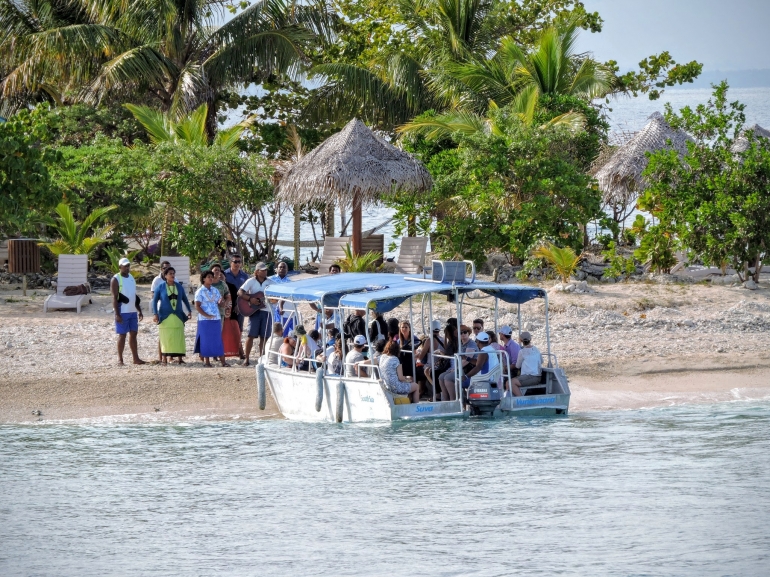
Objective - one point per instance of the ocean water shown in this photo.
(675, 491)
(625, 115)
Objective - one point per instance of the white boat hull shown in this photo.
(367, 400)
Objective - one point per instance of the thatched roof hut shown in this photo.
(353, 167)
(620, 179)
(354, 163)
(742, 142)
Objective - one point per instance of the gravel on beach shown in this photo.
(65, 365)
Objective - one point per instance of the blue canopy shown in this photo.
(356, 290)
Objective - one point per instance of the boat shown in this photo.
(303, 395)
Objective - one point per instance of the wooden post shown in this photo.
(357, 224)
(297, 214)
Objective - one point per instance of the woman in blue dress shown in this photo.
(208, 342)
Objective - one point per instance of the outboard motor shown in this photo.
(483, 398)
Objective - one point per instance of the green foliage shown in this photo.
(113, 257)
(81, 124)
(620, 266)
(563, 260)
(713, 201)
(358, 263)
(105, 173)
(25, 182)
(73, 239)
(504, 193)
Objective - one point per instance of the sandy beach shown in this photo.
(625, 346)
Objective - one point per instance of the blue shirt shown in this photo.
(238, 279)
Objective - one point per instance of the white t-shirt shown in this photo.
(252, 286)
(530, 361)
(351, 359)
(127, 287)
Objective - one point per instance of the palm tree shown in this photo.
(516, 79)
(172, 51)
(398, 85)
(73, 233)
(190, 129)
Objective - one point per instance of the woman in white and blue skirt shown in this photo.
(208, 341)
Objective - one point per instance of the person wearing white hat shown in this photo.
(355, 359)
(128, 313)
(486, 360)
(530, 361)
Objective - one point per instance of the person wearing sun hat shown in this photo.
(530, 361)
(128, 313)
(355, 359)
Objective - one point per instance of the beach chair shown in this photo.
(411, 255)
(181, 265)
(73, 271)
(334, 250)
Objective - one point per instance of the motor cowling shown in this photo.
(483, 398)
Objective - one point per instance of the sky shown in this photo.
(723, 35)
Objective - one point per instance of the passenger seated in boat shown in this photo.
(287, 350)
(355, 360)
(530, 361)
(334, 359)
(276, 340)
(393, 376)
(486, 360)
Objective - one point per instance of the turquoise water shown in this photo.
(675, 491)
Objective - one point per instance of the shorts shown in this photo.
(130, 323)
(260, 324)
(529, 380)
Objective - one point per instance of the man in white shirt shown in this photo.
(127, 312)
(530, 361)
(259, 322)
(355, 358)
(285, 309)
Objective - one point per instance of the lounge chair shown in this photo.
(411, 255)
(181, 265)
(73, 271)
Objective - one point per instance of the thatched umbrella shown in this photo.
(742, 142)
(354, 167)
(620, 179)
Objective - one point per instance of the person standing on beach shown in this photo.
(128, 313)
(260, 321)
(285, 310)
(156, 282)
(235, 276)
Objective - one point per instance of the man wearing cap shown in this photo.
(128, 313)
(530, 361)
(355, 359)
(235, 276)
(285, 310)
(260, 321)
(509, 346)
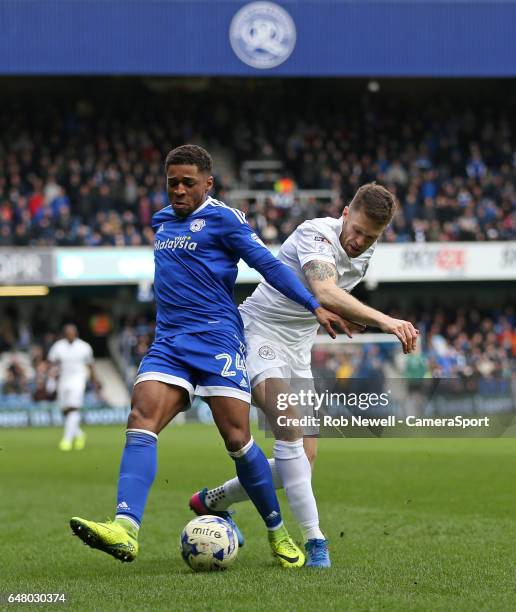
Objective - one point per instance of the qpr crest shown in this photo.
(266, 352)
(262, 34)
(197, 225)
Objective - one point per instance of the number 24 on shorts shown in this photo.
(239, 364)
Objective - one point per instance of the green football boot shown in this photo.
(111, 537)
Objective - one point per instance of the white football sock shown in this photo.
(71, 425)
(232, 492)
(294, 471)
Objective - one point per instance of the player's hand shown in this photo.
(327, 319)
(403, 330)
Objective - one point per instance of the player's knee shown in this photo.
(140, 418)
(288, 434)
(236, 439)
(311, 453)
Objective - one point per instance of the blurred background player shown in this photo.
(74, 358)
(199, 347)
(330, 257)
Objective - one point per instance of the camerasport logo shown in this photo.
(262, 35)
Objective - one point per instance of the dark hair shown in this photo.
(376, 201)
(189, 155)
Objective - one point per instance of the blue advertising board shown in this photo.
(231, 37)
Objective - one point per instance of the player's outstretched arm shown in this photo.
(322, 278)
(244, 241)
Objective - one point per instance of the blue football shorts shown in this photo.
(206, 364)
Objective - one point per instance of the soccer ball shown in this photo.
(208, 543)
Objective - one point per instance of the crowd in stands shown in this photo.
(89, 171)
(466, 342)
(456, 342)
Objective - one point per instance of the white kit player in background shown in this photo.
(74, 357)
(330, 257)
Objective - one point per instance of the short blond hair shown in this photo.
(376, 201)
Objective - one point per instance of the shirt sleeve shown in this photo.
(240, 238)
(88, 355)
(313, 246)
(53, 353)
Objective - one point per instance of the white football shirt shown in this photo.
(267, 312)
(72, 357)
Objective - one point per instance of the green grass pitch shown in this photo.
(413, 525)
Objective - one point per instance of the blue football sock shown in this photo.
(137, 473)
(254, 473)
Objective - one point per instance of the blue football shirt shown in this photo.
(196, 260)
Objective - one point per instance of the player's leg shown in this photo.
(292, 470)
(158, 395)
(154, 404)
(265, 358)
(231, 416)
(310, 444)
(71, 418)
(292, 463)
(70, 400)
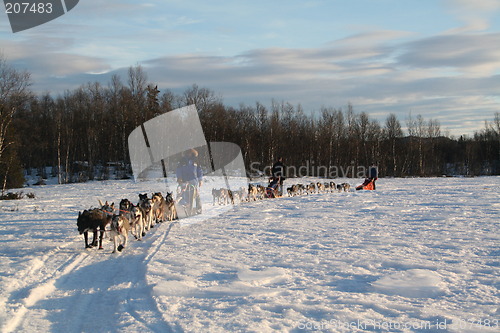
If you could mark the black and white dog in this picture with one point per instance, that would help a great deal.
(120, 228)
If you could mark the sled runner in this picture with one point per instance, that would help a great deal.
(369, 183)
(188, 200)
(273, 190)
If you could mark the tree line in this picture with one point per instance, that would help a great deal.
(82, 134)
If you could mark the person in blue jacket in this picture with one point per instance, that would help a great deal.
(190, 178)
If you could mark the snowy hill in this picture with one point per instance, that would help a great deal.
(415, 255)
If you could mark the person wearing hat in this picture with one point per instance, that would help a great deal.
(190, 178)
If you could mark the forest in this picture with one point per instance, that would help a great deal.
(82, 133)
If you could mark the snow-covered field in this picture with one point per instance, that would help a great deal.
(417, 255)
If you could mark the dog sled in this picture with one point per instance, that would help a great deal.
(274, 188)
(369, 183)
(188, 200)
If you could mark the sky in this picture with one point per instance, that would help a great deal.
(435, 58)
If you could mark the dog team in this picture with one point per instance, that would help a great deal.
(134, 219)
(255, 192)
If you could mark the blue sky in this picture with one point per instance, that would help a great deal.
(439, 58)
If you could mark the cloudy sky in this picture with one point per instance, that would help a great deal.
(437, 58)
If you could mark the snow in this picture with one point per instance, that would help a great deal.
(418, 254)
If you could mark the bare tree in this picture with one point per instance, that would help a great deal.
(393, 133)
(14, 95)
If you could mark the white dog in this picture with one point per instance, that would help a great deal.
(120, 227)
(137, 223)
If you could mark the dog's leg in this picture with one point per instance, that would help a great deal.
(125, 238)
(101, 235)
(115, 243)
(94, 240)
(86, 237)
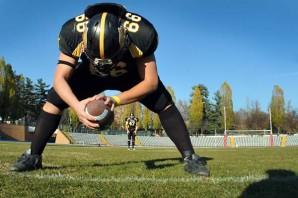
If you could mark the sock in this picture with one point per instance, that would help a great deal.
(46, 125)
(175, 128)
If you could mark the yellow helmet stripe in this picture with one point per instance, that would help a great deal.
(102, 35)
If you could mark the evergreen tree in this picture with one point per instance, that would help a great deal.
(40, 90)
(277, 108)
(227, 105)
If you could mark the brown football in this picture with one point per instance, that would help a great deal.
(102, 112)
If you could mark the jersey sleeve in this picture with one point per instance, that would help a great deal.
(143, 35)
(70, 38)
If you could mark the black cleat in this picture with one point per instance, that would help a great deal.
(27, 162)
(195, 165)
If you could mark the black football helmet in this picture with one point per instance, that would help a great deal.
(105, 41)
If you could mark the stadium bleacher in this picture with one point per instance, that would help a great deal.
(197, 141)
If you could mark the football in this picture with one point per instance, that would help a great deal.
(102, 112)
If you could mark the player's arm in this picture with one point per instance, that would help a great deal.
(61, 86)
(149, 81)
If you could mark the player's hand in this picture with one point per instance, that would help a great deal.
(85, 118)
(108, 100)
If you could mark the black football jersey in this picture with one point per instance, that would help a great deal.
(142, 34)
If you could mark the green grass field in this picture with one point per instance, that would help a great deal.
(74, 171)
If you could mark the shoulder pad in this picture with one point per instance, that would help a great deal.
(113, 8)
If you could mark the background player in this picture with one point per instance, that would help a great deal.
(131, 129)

────────────────────

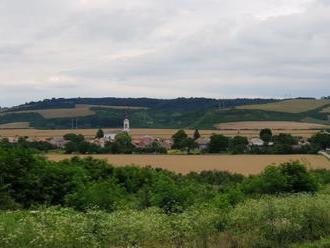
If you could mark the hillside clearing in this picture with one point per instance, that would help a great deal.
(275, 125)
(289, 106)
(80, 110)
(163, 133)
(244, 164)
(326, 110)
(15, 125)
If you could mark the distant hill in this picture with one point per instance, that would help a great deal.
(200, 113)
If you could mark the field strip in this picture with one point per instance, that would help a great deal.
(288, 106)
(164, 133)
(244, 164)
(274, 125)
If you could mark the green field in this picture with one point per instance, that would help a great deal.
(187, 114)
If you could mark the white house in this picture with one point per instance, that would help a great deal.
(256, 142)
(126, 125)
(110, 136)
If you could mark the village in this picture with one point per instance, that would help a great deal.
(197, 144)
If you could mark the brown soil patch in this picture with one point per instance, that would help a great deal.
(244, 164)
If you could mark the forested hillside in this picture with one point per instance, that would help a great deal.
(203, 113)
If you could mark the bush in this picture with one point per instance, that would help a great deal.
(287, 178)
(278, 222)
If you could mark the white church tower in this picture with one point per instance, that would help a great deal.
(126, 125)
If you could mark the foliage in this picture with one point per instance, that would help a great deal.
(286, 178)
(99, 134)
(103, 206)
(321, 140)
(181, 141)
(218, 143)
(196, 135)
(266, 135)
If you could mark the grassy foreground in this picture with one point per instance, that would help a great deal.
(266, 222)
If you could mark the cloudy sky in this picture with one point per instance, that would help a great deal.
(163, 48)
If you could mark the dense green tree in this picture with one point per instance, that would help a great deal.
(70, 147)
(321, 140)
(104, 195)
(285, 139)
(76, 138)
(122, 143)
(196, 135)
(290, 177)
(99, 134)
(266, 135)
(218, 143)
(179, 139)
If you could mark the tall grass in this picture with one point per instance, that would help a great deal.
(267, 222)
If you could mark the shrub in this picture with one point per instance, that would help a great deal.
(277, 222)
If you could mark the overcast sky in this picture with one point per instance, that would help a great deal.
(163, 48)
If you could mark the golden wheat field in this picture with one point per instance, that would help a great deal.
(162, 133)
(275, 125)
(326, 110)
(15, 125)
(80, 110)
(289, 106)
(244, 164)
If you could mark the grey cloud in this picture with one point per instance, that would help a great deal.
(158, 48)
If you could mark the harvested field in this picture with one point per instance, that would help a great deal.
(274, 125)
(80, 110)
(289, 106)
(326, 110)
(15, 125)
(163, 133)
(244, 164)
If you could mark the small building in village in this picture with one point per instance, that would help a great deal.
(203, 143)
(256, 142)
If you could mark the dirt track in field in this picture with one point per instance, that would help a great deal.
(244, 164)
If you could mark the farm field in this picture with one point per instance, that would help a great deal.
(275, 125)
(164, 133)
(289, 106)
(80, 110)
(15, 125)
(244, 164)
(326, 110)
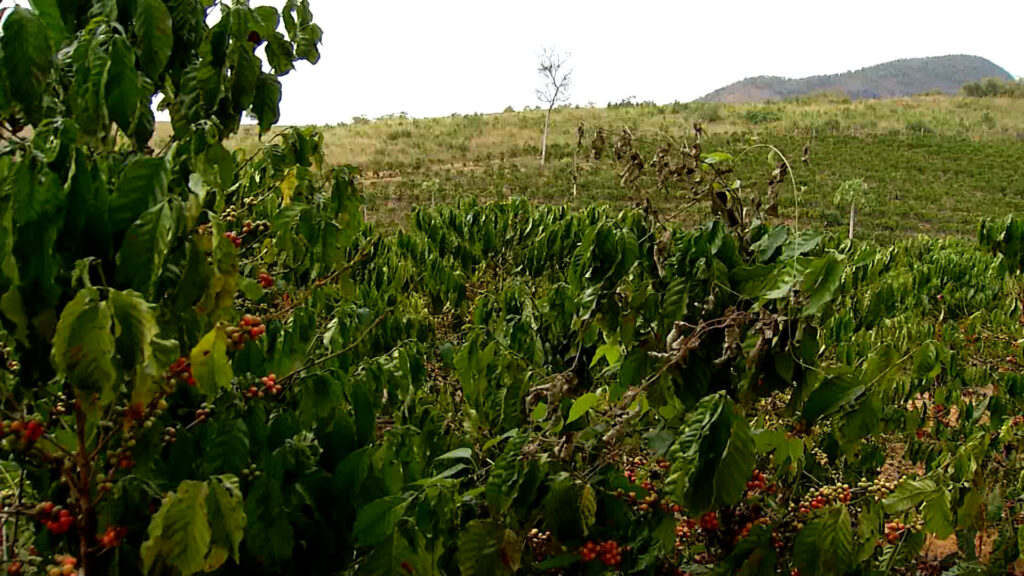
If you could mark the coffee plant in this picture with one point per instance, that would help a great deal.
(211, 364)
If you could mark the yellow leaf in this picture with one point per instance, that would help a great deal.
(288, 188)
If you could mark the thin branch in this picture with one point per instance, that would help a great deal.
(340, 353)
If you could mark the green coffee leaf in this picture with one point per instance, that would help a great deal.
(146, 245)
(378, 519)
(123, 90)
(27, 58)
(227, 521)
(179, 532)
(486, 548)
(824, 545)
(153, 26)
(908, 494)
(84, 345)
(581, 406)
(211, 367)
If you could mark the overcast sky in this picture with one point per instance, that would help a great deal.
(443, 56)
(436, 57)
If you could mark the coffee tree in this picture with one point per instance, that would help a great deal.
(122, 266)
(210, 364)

────────────────────

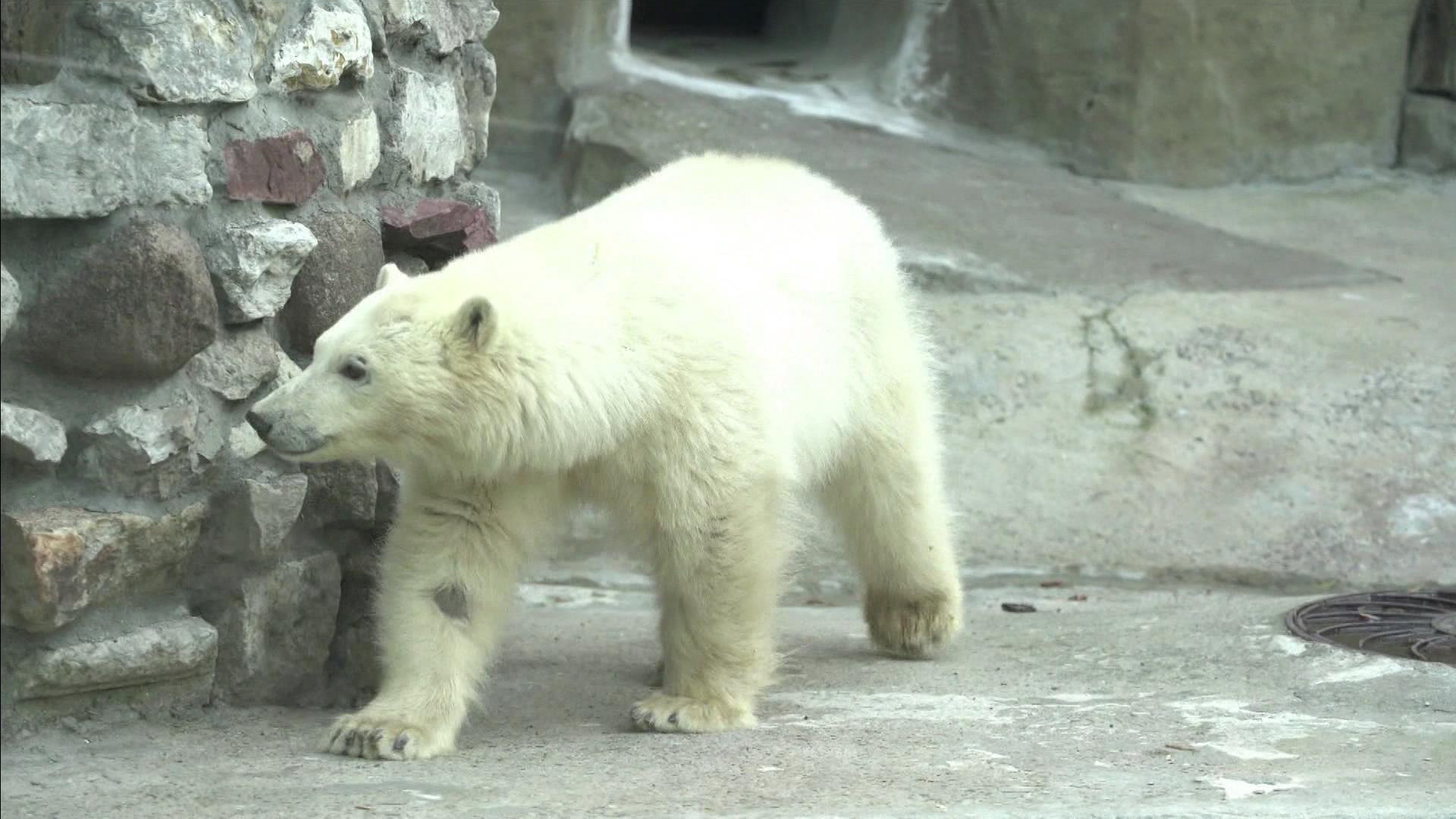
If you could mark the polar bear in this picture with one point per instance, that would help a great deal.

────────────────────

Please pull out every line in the material above that contains the word "village". Treat uppercase and lowercase as different, so only matches with the same case count.

If you could mark the village in this picture with one point per instance, that would help a great deal.
If you could mark the small building in village in this picture with one point per instance, that would help a great deal.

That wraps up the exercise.